Rewrite the listing below with every "pixel coordinates" changed to "image coordinates" and the rest left as is.

**Records for this task:**
════════
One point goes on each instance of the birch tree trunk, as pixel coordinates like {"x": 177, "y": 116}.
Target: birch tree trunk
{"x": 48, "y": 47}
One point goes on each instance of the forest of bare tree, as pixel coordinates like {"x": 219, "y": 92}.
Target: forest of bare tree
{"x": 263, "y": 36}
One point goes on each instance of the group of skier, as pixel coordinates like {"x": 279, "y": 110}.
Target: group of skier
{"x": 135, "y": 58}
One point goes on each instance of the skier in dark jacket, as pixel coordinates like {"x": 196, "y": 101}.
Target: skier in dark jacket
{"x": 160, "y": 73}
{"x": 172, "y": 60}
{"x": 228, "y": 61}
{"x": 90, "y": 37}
════════
**Exercise result:**
One point goes on each instance of the birch tree trunk, as image coordinates like {"x": 177, "y": 116}.
Target: birch tree trunk
{"x": 48, "y": 47}
One point goes on each instance of the forest of bare tree, as image coordinates like {"x": 219, "y": 92}.
Target: forest of bare tree
{"x": 263, "y": 36}
One point goes on each instance of the group of skier, as image coordinates like {"x": 279, "y": 110}.
Target: group of skier
{"x": 135, "y": 58}
One point goes on each instance of the skier in dark jacket, as image coordinates like {"x": 196, "y": 101}.
Target: skier in dark jacket
{"x": 160, "y": 73}
{"x": 172, "y": 60}
{"x": 228, "y": 61}
{"x": 90, "y": 37}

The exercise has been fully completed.